From Code to Production: A DevOps Journey with Docker, Traefik, and Modern Monitoring 🚀

Introduction

Hey builders! 👋

So I recently took on an exciting challenge: transforming a full-stack FastAPI and React application into a production-ready system with robust monitoring. While the application itself was already well-structured, my role was to bring it to production standards through proper containerization, orchestration, and monitoring/observability. Let me walk you through this journey.

Want to see the complete code? Check out the GitHub repository.

📋 Prerequisites

Some things you'll need to have for this project:

• Docker and Docker Compose installed. You can check the official documentation on how to install them on ubuntu.

• A domain name (for SSL/TLS setup). I recommend getting from Hostinger

• Basic understanding of:

• Docker containers and images

• Reverse proxies

• Monitoring concepts

• Linux command line

• Sufficient system resources:

• At least 4GB RAM
• 2 CPU cores
• 20GB storage

• Cloned the github repo containing the frontend, backend, db .

• Firewall configured to allow necessary ports (22, 3000, 9090, etc.)
  

The Challenge 🎯

When I first looked at the project, I saw a typical full-stack application with:

• A FastAPI backend
• A React frontend
• PostgreSQL database
• Basic authentication

My mission? Transform this into a production-grade system with:

• Proper containerization
• Automated SSL/TLS
• Comprehensive monitoring
• Efficient log management
• Zero-downtime deployments

The Solution Architecture

I designed a modern DevOps architecture that looks like this (if you've been following my articles recently, you'll know i like this types of diagrams now 😅):

┌─────────────────────────────────────────────────────────────────────────┐
│                           Client Requests                               │
└───────────────────────────────┬─────────────────────────────────────────┘
                                │
                        ┌───────▼───────┐
                        │    Traefik    │
                        │  Reverse Proxy│
                        │   (SSL/TLS)   │
                        └───────┬───────┘
                                │
        ┌───────────────────────┼───────────────────────┐
        │                       │                       │
┌───────▼───────┐       ┌───────▼───────┐       ┌───────▼───────┐
│    Frontend   │       │    Backend    │       │    Adminer    │
│  (React/Nginx)│◄─────►│   (FastAPI)   │◄─────►│  (DB Admin)   │
└───────┬───────┘       └───────┬───────┘       └───────┬───────┘
        │                       │                       │
        │                       │                       │
        │                ┌──────▼───────┐               │
        └───────────────►│  PostgreSQL  │◄──────────────┘
                         │   Database   │
                         └──────┬───────┘
                                │
                         ┌──────▼───────┐
                         │  Monitoring  │
                         │    Stack     │
                         └──────┬───────┘
                                │
    ┌─────────────┬─────────────┼─────────────┬────────────┐
    │             │             │             │            │
┌───▼─────┐   ┌───▼─────┐   ┌───▼───┐    ┌────▼─────┐  ┌───▼──────┐
│cAdvisor │   │Promtail │   │Loki   │    │Prometheus│  │Grafana   │
│Container│   │Logs     │   │Log    │    │Metrics   │  │Dashboards│
│Metrics  │   │Collector│   │Storage│    │Database  │  │& Alerts  │
└─────────┘   └─────────┘   └───────┘    └──────────┘  └──────────┘

Application in Action

Containerization Strategy: Building Efficient Images 🐳

Multi-stage Builds: Optimizing Image Size

So let's look at how I achieved proper containerization.

------------------------------------

*What you need to do*.
• A. From the DevOps article, repeat word for word the passage from "Want to see" to "them on ubuntu.".
• B. List every tool shown under the monitoring stack in the DevOps article's architecture diagram.
• C. Resume the DevOps article after its final sentence.
Ignore the rows entirely.

*Records provided*.
------------------------------------

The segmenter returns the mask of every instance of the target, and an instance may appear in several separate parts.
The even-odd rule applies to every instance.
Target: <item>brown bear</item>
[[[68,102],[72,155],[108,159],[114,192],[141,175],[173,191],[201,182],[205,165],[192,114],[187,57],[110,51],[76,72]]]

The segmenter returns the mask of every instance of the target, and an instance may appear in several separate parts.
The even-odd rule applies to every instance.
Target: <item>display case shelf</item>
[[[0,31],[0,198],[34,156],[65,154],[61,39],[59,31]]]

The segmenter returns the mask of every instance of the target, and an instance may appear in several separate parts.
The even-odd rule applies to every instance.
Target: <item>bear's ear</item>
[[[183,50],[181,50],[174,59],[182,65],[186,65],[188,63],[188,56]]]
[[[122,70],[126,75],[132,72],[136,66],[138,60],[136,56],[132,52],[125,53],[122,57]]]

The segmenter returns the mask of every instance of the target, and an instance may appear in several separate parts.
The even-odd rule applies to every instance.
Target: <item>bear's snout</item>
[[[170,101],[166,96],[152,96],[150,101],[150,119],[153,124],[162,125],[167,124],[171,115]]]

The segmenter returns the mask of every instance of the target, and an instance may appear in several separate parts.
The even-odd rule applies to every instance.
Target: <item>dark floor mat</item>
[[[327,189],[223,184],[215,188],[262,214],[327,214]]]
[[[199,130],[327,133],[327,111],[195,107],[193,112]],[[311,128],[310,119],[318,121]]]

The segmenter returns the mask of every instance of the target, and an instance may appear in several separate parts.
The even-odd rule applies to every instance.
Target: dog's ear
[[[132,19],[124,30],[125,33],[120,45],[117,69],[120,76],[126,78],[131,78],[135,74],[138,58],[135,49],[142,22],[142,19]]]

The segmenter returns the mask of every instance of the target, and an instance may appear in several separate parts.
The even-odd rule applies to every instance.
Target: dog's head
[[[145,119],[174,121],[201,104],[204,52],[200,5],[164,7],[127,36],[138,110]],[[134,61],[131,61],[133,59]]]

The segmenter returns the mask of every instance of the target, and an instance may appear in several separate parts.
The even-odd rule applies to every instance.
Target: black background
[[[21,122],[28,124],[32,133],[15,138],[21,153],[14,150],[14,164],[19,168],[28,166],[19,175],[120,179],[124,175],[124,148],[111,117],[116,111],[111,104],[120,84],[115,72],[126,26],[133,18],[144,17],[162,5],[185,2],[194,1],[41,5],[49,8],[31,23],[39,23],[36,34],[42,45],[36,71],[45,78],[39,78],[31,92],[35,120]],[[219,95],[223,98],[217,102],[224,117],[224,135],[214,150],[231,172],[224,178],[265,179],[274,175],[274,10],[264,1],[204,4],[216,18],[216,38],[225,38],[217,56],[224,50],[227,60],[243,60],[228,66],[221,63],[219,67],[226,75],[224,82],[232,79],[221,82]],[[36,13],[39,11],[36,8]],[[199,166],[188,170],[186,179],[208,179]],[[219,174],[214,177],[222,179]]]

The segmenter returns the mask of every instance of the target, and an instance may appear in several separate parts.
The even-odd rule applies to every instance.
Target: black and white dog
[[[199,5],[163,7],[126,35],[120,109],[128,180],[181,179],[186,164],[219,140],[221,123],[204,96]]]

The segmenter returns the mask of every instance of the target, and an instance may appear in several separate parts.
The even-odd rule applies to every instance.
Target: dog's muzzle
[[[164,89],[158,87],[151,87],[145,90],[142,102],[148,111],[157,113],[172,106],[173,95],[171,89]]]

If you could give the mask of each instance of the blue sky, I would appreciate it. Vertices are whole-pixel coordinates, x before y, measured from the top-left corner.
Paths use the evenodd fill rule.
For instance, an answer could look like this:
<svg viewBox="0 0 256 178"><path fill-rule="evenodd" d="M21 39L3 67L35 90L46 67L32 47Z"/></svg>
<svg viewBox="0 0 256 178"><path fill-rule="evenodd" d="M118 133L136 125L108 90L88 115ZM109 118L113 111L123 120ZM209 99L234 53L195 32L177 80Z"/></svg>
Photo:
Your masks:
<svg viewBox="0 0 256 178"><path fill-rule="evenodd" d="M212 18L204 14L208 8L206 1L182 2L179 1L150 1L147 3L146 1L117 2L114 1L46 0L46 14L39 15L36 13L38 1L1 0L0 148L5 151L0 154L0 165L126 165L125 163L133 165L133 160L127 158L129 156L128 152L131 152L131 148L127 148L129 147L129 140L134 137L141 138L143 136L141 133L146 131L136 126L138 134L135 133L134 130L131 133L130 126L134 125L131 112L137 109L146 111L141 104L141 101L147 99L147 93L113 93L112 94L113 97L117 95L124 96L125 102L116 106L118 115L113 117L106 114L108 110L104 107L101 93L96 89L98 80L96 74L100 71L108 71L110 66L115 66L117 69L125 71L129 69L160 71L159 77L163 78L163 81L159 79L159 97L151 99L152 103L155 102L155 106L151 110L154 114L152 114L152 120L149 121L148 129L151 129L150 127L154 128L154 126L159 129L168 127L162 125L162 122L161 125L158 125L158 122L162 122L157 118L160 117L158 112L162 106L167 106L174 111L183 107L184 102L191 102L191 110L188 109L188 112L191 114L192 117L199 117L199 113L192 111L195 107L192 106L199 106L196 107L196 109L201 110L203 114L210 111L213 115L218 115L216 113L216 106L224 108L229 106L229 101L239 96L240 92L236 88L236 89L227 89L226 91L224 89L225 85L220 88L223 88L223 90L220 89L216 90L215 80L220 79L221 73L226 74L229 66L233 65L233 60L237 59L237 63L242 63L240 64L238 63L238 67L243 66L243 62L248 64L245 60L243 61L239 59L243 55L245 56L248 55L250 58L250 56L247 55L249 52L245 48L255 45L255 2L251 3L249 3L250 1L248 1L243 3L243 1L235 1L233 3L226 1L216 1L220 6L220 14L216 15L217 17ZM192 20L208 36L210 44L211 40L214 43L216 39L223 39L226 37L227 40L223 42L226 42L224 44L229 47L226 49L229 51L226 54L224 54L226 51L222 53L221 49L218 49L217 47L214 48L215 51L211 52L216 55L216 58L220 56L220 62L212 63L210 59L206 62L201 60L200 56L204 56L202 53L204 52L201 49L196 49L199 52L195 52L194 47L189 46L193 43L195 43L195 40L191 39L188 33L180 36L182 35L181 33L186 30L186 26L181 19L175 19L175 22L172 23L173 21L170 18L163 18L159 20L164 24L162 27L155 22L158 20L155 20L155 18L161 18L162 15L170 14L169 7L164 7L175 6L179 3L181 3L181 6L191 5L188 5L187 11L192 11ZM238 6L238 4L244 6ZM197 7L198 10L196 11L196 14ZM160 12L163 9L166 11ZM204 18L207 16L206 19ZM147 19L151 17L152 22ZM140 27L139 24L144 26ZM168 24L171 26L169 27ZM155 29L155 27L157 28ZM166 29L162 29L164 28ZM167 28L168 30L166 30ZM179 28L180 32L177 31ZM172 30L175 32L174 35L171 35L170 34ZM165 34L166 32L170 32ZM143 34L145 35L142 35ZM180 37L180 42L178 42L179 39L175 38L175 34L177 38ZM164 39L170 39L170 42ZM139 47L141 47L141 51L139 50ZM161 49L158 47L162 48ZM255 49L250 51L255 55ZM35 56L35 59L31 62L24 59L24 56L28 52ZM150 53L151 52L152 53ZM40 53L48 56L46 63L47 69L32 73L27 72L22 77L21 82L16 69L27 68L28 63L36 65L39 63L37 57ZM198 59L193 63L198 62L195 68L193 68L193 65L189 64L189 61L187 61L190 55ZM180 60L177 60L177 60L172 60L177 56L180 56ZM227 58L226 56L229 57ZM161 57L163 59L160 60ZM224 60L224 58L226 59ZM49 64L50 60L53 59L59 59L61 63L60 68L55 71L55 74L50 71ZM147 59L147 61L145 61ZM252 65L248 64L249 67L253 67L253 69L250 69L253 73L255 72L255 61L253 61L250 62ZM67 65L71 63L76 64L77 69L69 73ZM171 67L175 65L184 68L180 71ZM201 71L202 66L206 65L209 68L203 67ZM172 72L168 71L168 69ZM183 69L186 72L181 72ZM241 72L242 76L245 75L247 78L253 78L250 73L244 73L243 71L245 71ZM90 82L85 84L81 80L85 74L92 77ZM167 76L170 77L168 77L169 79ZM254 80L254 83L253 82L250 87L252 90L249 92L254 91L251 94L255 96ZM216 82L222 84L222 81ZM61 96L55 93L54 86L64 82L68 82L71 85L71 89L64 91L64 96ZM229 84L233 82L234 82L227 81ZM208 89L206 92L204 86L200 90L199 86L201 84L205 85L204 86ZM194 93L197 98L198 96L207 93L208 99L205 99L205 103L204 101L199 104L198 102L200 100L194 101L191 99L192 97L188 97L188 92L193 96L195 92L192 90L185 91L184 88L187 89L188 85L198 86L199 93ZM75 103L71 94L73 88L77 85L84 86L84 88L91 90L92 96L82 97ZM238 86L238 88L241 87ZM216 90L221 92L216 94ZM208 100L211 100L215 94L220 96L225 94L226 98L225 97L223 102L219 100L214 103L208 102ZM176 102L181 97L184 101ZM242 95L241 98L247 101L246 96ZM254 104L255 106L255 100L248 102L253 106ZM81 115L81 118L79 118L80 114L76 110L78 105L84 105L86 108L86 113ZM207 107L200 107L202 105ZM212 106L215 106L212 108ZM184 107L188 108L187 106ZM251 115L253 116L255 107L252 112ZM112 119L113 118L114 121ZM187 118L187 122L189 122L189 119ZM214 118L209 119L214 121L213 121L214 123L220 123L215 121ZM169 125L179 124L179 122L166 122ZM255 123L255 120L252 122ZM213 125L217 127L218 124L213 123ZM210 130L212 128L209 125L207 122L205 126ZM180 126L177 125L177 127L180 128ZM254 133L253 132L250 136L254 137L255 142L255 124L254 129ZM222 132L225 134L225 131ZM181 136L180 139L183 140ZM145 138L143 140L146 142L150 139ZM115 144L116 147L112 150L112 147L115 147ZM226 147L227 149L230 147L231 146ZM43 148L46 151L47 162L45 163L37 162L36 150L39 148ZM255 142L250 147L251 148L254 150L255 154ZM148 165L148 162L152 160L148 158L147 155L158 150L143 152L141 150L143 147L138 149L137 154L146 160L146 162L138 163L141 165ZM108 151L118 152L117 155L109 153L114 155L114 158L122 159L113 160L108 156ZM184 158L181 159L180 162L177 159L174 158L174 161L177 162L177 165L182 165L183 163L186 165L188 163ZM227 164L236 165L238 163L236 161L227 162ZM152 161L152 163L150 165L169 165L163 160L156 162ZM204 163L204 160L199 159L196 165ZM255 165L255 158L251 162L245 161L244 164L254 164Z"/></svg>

------------------------------------

*Solved tasks*.
• A.
Want to see the complete code? Check out the GitHub repository.

📋 Prerequisites

Some things you'll need to have for this project:

• Docker and Docker Compose installed. You can check the official documentation on how to install them on ubuntu.

• B. cAdvisor, Promtail, Loki, Prometheus, Grafana

• C.
One of the first challenges I faced was keeping the Docker images small in size and efficient. That's where multi-stage builds came in. Let me show you how I implemented this for both frontend and backend:

Frontend Container

# Build stage
FROM node:18-alpine as build
WORKDIR /app
COPY package*.json ./
RUN npm install
COPY . .
RUN npm run build

# Production stage
FROM nginx:alpine
COPY --from=build /app/dist /usr/share/nginx/html
COPY nginx.conf /etc/nginx/conf.d/default.conf
EXPOSE 80
CMD ["nginx", "-g", "daemon off;"]

Why did I adopt using multi-stage?

• It reduces final image size by excluding build tools.
  For the frontend imagine the image size reducing from a whooping ~590mb with a single-stage build to a 50.1mb image size from the multi-stage build.

• Using multi-stage also separates build dependencies from runtime dependencies

• Improves security by reducing attack surface

• Makes for faster deployments due to smaller images

Single-stage build...

vs Multi-stage build...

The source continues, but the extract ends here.